Long used it effectively in three seasons as offensive coordinator at Notre Dame (2017-19) for then-coach Brian Kelly. In those three years, the Fighting Irish ranked 12th, 28th and 25th, respectively, in the Fremeau Efficiency Index ratings. (Notre Dame was 22nd, seventh and 37th in the three seasons prior.)

With Dave Patenaude, Tech’s former coordinator, the Yellow Jackets mostly played out of “11″ personnel – one back, one tight end, three receivers. Tech’s issues on offense were arguably deeper than personnel groupings over the past three seasons, though, when Tech finished 94th, 92nd and 78th in the same FEI rankings. Long offered other changes with the offense.

“The transition will probably be quite a bit different for the guys,” Long said. “Just the tempo and the physicality that we’re going to play with is probably going to be a major change for these guys – how hard we practice and the demands that we expect those guys (to meet).”

He also vowed to emphasize the “little things that entail winning” – penalties have at times been an issue for Tech the past two seasons – and to move quickly play-to-play.

# [AIM]
Answer these questions using the passage about Long and the Tech offense above:
(a) Where did Notre Dame rank in the Fremeau Efficiency Index in Long's three seasons as offensive coordinator?
(b) What personnel grouping did the Yellow Jackets mostly use under Dave Patenaude?
(c) What has at times been an issue for Tech over the past two seasons?

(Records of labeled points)
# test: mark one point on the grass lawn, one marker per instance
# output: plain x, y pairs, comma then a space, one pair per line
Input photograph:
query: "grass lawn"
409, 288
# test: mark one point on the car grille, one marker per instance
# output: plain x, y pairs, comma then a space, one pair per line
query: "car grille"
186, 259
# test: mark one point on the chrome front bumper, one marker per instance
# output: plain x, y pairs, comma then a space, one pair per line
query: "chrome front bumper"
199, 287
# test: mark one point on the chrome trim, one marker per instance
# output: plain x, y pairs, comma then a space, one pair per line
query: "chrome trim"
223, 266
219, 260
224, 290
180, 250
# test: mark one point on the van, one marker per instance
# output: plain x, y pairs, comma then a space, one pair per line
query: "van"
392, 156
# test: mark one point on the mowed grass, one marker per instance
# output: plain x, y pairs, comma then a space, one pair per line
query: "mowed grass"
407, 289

==

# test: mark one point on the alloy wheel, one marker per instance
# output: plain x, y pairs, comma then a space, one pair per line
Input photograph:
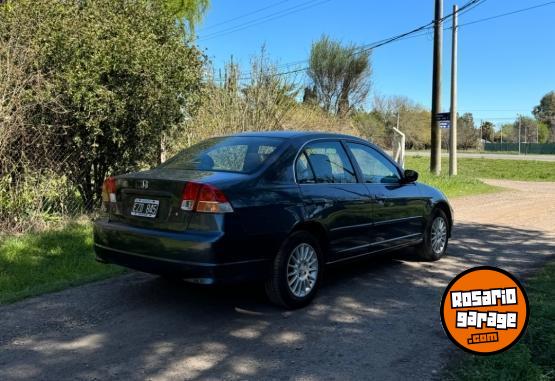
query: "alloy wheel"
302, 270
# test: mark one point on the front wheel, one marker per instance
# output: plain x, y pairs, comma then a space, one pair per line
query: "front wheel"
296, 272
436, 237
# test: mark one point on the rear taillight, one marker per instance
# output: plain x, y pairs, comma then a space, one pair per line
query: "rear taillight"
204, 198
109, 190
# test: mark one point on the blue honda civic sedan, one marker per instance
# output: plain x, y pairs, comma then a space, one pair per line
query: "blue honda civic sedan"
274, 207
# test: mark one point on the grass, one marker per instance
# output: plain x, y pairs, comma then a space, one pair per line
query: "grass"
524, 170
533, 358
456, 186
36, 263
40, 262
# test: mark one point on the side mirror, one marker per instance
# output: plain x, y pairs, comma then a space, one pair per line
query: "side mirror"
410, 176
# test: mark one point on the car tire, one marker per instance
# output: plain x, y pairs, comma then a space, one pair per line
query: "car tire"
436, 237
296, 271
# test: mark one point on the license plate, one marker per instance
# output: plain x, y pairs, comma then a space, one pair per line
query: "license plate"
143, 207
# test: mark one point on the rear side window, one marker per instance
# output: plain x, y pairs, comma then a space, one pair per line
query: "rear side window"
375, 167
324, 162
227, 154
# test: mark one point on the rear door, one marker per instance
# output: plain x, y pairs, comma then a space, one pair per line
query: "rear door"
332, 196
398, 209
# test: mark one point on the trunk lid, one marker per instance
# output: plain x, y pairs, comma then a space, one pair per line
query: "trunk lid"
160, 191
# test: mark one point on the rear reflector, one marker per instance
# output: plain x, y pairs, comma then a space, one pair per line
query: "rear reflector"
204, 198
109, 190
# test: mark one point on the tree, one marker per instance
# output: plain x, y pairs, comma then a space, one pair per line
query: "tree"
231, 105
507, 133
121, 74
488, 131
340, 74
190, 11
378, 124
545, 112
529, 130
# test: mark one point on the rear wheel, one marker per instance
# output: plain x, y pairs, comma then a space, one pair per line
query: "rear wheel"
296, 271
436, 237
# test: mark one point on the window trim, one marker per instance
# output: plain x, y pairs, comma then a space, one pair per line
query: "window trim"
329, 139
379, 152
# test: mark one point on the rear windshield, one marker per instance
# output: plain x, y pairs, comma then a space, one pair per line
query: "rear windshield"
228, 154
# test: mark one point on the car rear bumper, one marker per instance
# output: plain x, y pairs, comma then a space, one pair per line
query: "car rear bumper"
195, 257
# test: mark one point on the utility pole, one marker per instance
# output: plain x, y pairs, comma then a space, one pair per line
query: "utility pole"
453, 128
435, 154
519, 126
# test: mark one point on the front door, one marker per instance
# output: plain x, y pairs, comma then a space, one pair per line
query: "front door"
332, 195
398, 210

# [PROBLEM SOLUTION]
(a) Notre Dame ranked 12th, 28th and 25th.
(b) They mostly used "11" personnel: one back, one tight end and three receivers.
(c) Penalties have at times been an issue.